* [EXTRACTED INFORMATION]

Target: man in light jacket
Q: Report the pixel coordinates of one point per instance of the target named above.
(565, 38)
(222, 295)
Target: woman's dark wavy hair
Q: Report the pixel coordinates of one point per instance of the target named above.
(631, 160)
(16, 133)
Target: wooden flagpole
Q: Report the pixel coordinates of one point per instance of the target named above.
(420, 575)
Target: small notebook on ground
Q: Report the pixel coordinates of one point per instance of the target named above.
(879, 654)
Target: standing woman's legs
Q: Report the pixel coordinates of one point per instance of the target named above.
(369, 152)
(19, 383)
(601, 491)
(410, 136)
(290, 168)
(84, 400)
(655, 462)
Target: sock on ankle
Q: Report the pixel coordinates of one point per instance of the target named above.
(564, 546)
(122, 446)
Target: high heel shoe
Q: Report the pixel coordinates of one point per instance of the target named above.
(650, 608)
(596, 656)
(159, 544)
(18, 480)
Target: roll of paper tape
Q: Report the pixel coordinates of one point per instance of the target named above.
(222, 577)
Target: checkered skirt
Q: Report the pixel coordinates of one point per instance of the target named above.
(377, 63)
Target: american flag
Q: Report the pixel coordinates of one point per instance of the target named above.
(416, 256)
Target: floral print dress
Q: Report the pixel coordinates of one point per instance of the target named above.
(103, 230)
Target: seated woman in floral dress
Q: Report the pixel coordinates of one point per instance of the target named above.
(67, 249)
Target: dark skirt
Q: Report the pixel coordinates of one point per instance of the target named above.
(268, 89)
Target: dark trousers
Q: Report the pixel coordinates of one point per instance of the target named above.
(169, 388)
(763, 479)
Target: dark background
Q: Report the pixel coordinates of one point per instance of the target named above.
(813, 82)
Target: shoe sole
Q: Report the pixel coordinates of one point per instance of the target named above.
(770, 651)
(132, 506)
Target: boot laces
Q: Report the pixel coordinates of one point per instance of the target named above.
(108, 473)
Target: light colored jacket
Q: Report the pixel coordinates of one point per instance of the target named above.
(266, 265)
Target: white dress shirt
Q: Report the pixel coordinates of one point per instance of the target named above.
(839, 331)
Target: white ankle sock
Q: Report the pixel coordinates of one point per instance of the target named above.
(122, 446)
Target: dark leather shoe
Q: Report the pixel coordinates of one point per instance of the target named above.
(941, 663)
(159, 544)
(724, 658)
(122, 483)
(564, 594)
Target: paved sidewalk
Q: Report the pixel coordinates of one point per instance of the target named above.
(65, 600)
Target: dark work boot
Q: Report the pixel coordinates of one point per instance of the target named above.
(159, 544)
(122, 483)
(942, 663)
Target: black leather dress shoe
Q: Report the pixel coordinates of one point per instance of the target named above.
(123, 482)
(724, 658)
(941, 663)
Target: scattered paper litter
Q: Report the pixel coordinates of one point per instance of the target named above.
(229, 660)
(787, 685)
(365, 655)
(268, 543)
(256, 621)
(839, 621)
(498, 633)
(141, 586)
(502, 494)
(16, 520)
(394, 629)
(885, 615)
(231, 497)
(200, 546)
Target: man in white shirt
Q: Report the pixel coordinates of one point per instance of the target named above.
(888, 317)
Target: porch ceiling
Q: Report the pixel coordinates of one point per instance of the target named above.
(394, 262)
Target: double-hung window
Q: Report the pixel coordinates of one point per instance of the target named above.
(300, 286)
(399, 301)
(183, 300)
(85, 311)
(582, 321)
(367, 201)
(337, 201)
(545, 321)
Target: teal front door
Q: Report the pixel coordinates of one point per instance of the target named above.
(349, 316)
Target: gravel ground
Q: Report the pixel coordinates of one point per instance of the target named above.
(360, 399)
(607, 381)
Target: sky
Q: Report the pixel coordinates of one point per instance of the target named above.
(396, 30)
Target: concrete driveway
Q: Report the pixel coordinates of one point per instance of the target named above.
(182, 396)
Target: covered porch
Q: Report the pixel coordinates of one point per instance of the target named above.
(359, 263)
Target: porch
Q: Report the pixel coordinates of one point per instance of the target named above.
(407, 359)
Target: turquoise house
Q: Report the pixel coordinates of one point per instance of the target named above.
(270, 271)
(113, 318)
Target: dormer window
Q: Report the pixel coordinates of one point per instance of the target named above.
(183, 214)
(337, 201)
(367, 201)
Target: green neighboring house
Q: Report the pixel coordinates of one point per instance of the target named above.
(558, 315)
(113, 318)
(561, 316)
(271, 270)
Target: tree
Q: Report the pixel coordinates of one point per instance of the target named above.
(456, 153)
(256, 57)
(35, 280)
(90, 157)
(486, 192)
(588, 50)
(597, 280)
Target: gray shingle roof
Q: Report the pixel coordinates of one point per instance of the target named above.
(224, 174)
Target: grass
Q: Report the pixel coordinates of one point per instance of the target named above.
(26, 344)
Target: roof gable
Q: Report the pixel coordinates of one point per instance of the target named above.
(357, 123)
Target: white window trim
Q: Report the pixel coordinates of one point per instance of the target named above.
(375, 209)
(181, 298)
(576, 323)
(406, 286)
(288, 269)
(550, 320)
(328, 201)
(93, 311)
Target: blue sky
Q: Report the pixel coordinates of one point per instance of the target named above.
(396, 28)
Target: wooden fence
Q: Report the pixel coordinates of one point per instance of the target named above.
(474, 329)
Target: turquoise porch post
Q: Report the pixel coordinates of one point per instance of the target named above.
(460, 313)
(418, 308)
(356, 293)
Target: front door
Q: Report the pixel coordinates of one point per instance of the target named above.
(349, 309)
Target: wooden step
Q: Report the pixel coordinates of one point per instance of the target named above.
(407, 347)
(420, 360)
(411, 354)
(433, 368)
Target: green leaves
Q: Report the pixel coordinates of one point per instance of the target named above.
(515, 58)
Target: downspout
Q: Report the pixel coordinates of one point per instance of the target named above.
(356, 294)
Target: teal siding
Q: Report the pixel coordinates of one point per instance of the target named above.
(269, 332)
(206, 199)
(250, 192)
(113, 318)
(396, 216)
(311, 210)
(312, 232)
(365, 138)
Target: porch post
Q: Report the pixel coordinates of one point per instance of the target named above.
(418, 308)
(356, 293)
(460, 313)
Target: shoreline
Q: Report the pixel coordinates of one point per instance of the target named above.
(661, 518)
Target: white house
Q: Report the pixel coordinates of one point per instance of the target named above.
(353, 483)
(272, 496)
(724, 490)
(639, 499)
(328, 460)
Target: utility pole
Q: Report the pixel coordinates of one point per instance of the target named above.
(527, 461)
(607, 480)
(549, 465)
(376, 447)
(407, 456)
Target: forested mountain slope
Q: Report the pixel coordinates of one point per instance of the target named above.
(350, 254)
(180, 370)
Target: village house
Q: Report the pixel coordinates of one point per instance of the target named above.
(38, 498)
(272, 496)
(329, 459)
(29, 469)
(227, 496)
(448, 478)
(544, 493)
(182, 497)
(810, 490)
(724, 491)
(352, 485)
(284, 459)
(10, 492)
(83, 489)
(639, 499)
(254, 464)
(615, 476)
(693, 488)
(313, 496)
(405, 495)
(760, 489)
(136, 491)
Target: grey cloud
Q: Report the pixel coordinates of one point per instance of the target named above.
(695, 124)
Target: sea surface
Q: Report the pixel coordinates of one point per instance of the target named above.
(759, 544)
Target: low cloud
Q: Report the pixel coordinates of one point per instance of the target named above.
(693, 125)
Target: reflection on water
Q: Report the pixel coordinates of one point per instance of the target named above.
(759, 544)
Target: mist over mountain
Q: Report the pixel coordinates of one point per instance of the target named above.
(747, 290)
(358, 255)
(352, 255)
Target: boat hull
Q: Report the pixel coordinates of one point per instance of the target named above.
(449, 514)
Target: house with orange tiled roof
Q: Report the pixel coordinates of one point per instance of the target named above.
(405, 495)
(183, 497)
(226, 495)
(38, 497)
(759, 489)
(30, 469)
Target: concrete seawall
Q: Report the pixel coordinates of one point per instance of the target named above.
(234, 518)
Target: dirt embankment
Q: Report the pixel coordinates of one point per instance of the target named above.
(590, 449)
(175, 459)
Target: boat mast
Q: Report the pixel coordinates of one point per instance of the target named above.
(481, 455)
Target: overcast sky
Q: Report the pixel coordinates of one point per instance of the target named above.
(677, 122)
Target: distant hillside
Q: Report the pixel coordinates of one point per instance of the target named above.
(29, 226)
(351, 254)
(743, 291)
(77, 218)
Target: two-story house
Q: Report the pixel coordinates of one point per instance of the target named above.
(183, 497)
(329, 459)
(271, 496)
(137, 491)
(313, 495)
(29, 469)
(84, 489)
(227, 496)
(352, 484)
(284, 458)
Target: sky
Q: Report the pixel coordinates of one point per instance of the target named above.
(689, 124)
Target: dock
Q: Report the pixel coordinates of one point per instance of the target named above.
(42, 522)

* [WORK TO BE COMPLETED] Print exactly the lines from the one with "Target: dirt embankment" through the end of the data, inclusive.

* [FULL OUTPUT]
Target: dirt embankment
Q: Report the pixel coordinates of one point per instance of the target named above.
(590, 449)
(175, 459)
Target: boat mast
Q: Report the pixel coordinates of one point per instance of the target named above.
(481, 455)
Target: overcast sky
Q: Report the pixel coordinates of one point per instance of the target named above.
(677, 122)
Target: distant hillside
Q: Report the pixel coordinates of one point per instance of the target named above.
(29, 226)
(351, 254)
(743, 291)
(77, 218)
Target: two-story house
Q: Report the pixel coordinates of one point per instance of the target named above.
(183, 497)
(329, 459)
(271, 496)
(137, 491)
(313, 495)
(29, 469)
(84, 489)
(227, 496)
(352, 484)
(284, 458)
Target: sky
Q: Report the pixel coordinates of one point per instance of the target named above.
(689, 124)
Target: dock
Q: Report the pixel coordinates of one point per instance of the target named above.
(42, 522)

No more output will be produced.